(ОТРЫВОК)
-*-
Кожу его рук тоже стягивали беловатые ожоговые рубцы, неопределенного цвета обмотки и немецкие сапоги. Но в этот декабрьский день 1945 года можно было наконец поверить в то, что кончилась война.
«Папа приехал! Папа приехал!» - с громким криком вся ребятня как по команде высыпала из дому на крыльцо. Две девчушки-одногодки, Вика и племянница Лида, оказались рядом. Обеим не исполнилось еще и пяти, обе родились одна за другой в конце 1941-го, обе пока плохо понимали, что за «папа» и к кому приехал этот высокий человек в старой шинели и сапогах.
Что касается «невестки Нины», чуть не разрушившей в одночасье семейное счастье Разумовых, то она больше ни разу не даст знать о себе, оставшись в домашних преданиях некоей девушкой из «гражданских», угнанных фашистами в Германию, и по доброте душевной согласившейся сообщить родственникам о местонахождении своего «мужа» лейтенанта Разумова.
ДОЛГИЙ ПУТЬ
Через год их было уже четверо. С огромным риском для жизни и без того слабая здоровьем Леля решилась родить второго ребенка.
Виктор поначалу устроился рабочим: все документы об образовании были безвозвратно утеряны, жизнь приходилось начинать заново, с нуля. А давалось все это не так легко. Позже он перешел работать в гвоздильный цех метизно-металлургического завода простым гвоздильщиком и поступил на учебу в индустриальный техникум. Днем работа, вечером учеба, потом до поздней ночи выполнение домашних заданий. Все приходилось начинать сначала, не оглядываясь на прошлые заслуги. Да и были ли они в «сталинскую» эпоху у человека, вместо войны прошедшего фашистские концлагеря? Советская власть не считала себя ответственной за собственные промахи и чудовищные ошибки…
Леля еще некоторое время продолжала работать инструктором Горкома партии. Позже вновь вернулась к редакционной работе. Мужа ее вплоть до начала 50-х регулярно вызывали в следственный отдел КГБ. Иногда встречи эти проходили ночью. И тогда никто из домашних не знал наверняка, вернется ли Виктор к утру в родные стены или судьба вновь устроит им очередное испытание. После возвращения в Магнитку жизнь стала постепенно налаживаться, но такой, как раньше, стать она не смогла. Казалось, что Виктору так и придется всю жизнь жить с этим страшным клеймом.
Удивительная история их любви и верности была известна многим. Может быть, поэтому никто никогда так и не поставил перед Лелей вопрос ребром о невозможности продолжения работы.
Уже умер Сталин, и в стране прошел «разоблачительный» XX съезд партии. Уже начался процесс реабилитации жертв сталинских репрессий, когда в зале старого здания городского театра проходила очередная комбинатская партконференция. Во время избрания нового состава парткома кто-то выдвинул предложение ввести в него Елену Евгеньевну Разумову, которая работала к тому времени ответственным секретарем газеты «Магнитогорский металл». Возражений не было. И вдруг в тишине собрания отчетливо прозвучало: «Разумову нельзя в партком. У нее муж предатель...»
-*-
(ЗАДАНИЕ)
Напишите, что идёт дальше в отрывке о семье Разумовых после его последней фразы. Следующие данные взяты из другого источника и к отрывку не относятся.
-*-
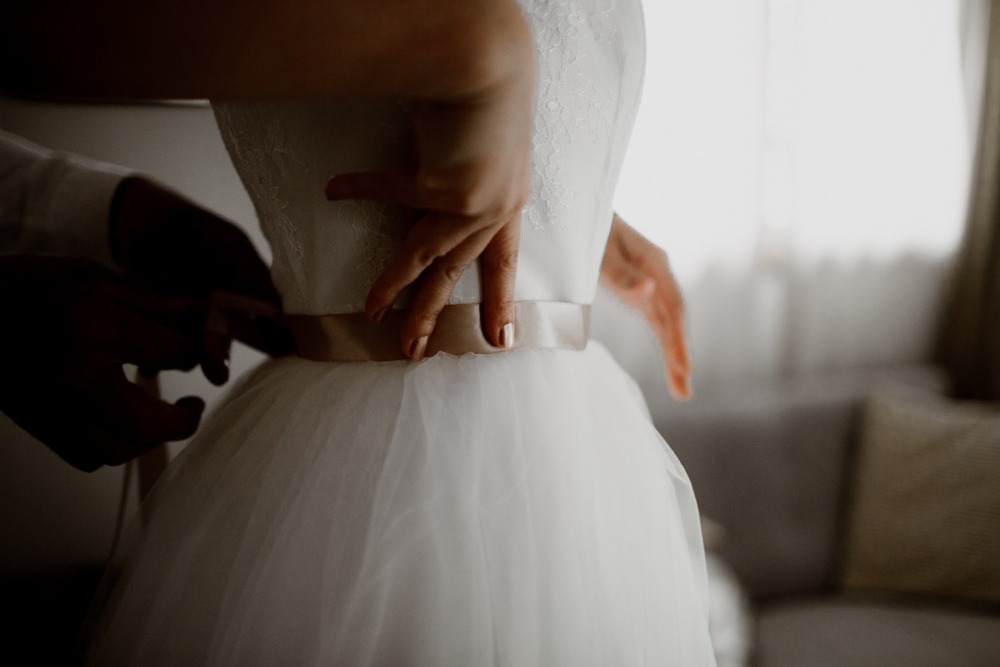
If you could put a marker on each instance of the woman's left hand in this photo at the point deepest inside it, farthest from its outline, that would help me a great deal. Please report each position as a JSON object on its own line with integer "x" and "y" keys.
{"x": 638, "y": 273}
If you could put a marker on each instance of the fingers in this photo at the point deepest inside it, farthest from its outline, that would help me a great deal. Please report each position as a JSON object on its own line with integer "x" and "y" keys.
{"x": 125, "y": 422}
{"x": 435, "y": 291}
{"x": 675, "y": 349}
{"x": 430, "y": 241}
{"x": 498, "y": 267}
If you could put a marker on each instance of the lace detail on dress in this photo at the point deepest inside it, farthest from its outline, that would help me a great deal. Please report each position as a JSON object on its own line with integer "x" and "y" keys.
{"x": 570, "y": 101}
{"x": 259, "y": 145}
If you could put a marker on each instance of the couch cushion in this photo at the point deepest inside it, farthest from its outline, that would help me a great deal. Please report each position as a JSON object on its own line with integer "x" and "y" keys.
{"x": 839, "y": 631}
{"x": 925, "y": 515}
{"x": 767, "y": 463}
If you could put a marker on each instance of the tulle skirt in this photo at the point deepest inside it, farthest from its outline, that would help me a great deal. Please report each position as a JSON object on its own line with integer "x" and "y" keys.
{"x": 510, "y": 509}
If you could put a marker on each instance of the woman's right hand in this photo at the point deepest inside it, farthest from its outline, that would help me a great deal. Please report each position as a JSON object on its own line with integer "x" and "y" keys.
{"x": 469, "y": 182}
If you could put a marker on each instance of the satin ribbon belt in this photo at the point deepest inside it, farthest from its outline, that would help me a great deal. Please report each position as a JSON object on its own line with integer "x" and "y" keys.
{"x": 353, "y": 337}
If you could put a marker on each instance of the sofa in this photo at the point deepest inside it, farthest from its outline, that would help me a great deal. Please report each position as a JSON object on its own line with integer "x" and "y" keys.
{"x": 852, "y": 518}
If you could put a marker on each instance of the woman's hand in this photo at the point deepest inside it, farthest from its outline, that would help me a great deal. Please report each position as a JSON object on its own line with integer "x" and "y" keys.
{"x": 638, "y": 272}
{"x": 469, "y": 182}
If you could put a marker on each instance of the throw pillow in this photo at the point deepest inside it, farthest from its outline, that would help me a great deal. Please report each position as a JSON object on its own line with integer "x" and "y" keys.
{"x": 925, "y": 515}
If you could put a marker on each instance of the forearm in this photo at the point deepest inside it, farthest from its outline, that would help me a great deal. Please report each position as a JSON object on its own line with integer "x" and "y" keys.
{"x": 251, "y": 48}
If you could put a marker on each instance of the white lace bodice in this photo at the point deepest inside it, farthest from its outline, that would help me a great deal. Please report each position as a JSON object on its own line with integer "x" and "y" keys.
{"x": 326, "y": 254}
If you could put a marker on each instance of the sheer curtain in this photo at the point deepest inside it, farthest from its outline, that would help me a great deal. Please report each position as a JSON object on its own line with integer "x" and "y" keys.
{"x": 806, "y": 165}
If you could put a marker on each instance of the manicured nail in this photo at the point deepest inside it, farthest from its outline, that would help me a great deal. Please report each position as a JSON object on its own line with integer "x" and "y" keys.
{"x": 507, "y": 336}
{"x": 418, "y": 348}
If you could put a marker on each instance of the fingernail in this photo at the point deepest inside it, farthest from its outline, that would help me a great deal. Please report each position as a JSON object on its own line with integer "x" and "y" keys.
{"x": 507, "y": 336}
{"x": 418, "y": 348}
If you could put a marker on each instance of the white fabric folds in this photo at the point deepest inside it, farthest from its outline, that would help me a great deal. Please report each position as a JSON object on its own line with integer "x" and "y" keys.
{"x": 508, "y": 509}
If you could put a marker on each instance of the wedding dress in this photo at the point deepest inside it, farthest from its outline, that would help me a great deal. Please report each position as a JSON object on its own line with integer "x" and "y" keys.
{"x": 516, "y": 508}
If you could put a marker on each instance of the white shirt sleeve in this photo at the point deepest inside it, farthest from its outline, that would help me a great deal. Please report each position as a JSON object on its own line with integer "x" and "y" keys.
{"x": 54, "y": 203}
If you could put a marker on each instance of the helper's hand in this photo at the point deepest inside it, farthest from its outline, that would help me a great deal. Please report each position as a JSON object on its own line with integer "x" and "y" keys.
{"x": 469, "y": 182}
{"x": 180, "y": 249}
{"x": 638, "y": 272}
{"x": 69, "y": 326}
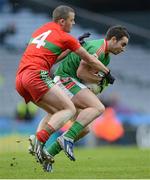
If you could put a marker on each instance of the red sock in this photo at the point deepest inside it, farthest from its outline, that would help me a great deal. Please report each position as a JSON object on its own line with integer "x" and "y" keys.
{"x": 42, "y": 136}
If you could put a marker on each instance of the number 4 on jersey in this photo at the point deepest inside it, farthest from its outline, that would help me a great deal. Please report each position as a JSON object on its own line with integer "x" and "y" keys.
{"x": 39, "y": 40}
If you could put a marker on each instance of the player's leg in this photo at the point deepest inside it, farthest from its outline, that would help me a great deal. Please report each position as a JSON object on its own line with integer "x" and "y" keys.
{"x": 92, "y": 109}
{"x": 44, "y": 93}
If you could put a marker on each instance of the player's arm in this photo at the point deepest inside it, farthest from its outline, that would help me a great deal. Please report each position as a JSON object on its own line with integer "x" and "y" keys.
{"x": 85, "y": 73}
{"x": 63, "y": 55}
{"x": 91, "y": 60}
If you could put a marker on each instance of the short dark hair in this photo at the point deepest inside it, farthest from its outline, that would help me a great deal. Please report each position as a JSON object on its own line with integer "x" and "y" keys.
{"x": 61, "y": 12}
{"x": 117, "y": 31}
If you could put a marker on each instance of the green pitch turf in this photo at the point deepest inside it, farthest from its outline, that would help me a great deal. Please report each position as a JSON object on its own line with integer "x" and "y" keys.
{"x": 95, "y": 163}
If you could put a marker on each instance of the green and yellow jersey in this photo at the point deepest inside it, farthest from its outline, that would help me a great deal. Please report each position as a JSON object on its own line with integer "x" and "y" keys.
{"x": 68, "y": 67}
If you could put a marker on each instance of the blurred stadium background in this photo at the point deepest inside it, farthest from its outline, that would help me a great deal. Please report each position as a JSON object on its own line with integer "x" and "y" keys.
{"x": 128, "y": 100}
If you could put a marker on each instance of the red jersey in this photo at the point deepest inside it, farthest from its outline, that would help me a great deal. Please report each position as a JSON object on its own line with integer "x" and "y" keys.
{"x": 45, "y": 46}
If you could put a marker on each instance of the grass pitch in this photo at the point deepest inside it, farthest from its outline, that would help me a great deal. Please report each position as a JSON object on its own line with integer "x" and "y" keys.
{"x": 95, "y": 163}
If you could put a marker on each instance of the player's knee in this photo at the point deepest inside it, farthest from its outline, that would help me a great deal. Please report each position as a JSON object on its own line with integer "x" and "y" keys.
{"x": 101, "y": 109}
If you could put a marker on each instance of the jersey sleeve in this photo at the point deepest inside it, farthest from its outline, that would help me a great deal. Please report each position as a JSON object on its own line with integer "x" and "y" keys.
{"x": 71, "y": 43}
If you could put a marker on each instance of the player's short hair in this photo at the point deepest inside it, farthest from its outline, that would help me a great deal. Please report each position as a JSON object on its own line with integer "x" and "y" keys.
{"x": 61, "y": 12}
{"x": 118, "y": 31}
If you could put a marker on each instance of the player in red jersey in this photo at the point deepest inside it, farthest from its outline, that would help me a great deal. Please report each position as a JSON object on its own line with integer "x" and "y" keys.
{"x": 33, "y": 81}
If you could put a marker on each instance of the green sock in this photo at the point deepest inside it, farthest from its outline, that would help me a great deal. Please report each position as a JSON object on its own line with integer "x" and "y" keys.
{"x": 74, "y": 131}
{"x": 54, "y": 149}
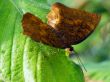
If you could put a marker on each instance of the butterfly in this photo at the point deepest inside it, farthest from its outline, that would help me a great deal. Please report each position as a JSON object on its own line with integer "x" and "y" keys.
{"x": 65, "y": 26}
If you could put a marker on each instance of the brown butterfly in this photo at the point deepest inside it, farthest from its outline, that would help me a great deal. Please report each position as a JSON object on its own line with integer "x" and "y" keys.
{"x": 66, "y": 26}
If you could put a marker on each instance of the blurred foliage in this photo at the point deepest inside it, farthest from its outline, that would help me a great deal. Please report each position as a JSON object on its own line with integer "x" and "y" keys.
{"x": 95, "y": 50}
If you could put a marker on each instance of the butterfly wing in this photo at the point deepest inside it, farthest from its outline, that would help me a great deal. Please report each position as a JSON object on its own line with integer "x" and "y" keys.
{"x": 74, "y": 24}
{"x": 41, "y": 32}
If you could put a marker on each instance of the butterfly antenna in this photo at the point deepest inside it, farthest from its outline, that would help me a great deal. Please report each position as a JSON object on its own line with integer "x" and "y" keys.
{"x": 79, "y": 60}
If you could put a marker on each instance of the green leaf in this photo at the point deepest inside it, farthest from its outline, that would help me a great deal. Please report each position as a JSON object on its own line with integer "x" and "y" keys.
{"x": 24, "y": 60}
-*-
(ОТВЕТ)
И эта несправедливая жестокость вихрем взметнула с места Лелю. Взлетев на сцену, где сидел президиум, она, маленькая, слабая женщина, кричала в огромное пространство вмиг смолкнувшего зала о том, что ее муж, летчик Разумов, никогда не был предателем, что самолет его был сбит в бою за Родину и что, случись выбирать, он предпочел бы предательству смерть! Впрочем, большинству присутствовавших все это было известно и так, и кандидатура члена партии Елены Евгеньевны Разумовой ни у кого не вызывала сомнений...
Только в 1956 году Виктора Михайловича восстановят в партии, а год спустя вручат орден Отечественной войны II степени. Но о прошлом «военнопленного» жизнь еще не раз напомнит ему, бывшему боевому летчику, чей самолет оказался подбит врагом через четыре часа после начала первого и последнего в его жизни боя. Может быть, поэтому ни он сам, ни Елена Евгеньевна никогда не рассказывали дочерям свою подлинную семейную историю. А Виктор Михайлович неизменно отказывался от приглашений выступить в детском саду, куда ходили внуки, с рассказами о славном боевом прошлом. Лгать он не умел, а правда была слишком горькой и сложной.
Но когда на экраны кинотеатров вышел фильм Григория Чухрая «Чистое небо», отец, как вспоминает Виктория Викторовна, не мог сдержать слез, говоря: «Этот фильм про меня». Хотя, как нам кажется, картина была сентиментальнее и романтичнее суровой действительности...
Став начальником гвоздильного цеха, принимал к себе на работу людей с четырьмя судимостями, от которых отказывались все уважающие себя цеха «метизки». И удивительным было то, что бывшие рецидивисты никогда не позволяли себе в присутствии Виктора Михайловича ни ругани, ни сквернословия. Этот человек, на лице которого война оставила свой неизгладимый след, вызывал в них безотчетное уважение.
Взять из цеха горсть гвоздей «для личных нужд» было для него равносильно злоупотреблению служебным положением. И это в условиях тогдашнего тотального магазинного дефицита практически на любой товар! Когда однажды Елена Евгеньевна попросила мужа принести кусок металлической сетки для форточки, чтоб комары поменьше летом одолевали, он сказал, будто отрезал: «Запомни, я работаю в гвоздильном цехе и сетку не делаю». А когда все-таки в доме по надобились гвозди, он месяц ходил по заводским кабинетам, оформляя необходимые бумаги. «Старомодный» был человек, что скажешь.
Надорванное суровыми испытаниями и без того нездоровое сердце Елены Евгеньевны начинало все настойчивее напоминать о себе. Но даже когда в ноябре1976-го она в очередной раз слегла в больницу, ни муж, ни дети, ни родственники, ни друзья всерьез не верили в близость роковой развязки.
После смерти Виктора Михайловича в руки дочерей попали четыре альбома с фотографиями.
С альбомных страниц смотрели на зрителя комсомольцы 30-х, молодые люди 40-х, убеленные сединами и умудренные жизненным опытом современники 70-х... Это был рассказ о трудной и счастливой судьбе, созданный автором в тяжелые дни и бессонные ночи за закрытыми дверьми комнаты. Он не хотел, чтобы об этих альбомах узнали раньше времени, и потому никого не пускал к себе во время работы.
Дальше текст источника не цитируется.